**Source information**

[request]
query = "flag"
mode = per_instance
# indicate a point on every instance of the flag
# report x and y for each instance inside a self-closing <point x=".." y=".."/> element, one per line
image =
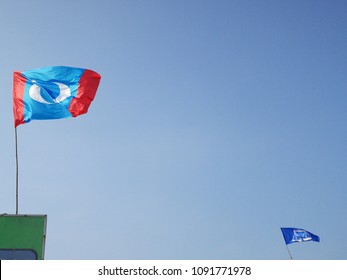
<point x="52" y="93"/>
<point x="292" y="235"/>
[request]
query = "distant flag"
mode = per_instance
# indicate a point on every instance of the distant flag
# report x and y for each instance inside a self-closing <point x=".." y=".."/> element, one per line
<point x="52" y="93"/>
<point x="292" y="235"/>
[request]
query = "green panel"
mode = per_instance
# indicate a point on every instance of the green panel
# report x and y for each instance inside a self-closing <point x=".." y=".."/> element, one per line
<point x="23" y="232"/>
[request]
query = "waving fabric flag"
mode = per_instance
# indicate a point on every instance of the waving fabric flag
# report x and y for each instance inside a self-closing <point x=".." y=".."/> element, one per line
<point x="53" y="93"/>
<point x="292" y="235"/>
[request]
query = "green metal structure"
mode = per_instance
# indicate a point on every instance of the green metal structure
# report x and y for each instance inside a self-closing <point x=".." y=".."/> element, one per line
<point x="22" y="236"/>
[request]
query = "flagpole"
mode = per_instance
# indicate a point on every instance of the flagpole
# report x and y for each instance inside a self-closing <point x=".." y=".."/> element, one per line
<point x="15" y="132"/>
<point x="290" y="255"/>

**Instructions to follow**
With the pictures set aside, please write out all of the records above exactly.

**Answer area**
[request]
query = "flag"
mode = per_instance
# indicate a point on every instance of the flag
# report x and y for each instance inside a self-closing <point x=".." y=".."/> element, one per line
image =
<point x="52" y="93"/>
<point x="292" y="235"/>
[request]
query = "distant flag"
mode = per_instance
# indicate a point on every instance of the distant flag
# report x and y for each instance inside a self-closing <point x=".." y=".."/> element, one per line
<point x="52" y="93"/>
<point x="292" y="235"/>
[request]
query = "green panel"
mode = per_instance
# indicate a point on every instance of the green panel
# report x and y for each instance inside a self-closing <point x=".." y=".."/> element, one per line
<point x="23" y="232"/>
[request]
query = "waving fabric flag"
mode = per_instance
# indicate a point on every instance of the waving fabric flag
# report x and y for each instance inside a self-closing <point x=".." y=".."/> element, one per line
<point x="53" y="93"/>
<point x="292" y="235"/>
[request]
query = "green metal structure"
mode = per_instance
# indicate a point on every instance of the green metal structure
# report x and y for each instance inside a self-closing <point x=".." y=".."/> element, one per line
<point x="22" y="236"/>
[request]
query = "flagpole"
mode = per_instance
# indicate a point on every instance of the flagpole
# report x and y for each instance inside a self-closing <point x=".." y=".."/> element, one per line
<point x="15" y="132"/>
<point x="290" y="255"/>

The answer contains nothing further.